● **Stated problem**
Tally the lines in the listing below that contain the string "window", and give only that number.

══════

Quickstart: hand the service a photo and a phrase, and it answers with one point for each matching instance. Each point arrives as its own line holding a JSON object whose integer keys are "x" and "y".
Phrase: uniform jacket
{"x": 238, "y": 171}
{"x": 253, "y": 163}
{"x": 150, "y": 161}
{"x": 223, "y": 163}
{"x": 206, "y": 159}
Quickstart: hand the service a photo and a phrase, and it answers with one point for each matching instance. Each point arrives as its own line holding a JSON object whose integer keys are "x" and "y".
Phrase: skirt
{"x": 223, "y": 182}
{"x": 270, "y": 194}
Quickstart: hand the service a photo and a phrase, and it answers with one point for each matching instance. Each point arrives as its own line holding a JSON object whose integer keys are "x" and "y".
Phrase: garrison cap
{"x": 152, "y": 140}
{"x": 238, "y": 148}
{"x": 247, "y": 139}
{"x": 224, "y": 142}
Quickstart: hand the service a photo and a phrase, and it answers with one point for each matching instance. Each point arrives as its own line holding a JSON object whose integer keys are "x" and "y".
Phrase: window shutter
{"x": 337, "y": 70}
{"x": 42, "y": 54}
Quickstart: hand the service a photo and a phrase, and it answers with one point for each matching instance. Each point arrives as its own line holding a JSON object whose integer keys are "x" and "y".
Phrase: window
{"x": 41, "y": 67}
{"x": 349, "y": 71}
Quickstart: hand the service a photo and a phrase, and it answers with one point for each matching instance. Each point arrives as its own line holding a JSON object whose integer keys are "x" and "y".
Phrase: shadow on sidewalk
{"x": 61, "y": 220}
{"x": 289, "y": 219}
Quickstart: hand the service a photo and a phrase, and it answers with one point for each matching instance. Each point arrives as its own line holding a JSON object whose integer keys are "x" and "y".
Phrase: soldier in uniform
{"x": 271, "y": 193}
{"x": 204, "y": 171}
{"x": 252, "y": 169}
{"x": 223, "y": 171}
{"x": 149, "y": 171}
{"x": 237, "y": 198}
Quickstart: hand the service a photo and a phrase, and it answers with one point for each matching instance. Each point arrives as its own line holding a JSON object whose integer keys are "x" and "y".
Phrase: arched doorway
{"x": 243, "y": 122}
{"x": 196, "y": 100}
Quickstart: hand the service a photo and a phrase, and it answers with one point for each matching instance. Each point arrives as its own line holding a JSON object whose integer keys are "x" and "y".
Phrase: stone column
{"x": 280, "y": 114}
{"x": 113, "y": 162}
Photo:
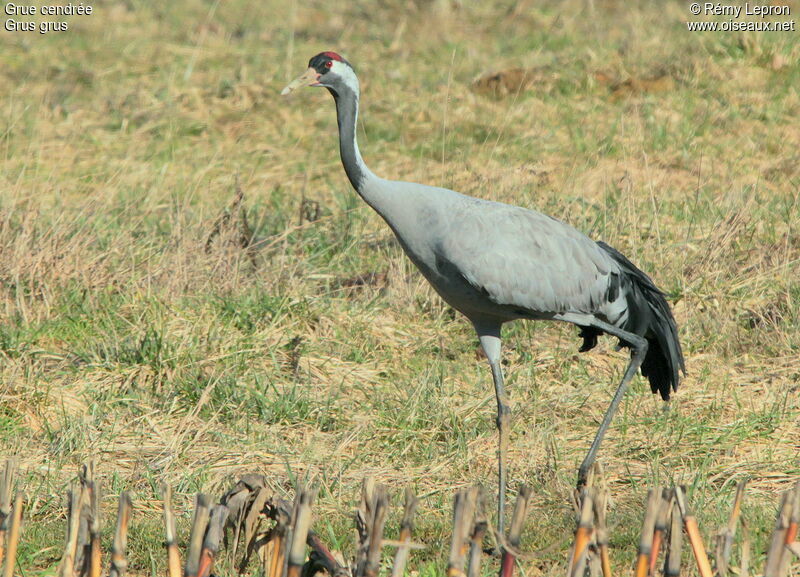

══════

● **Answer below**
2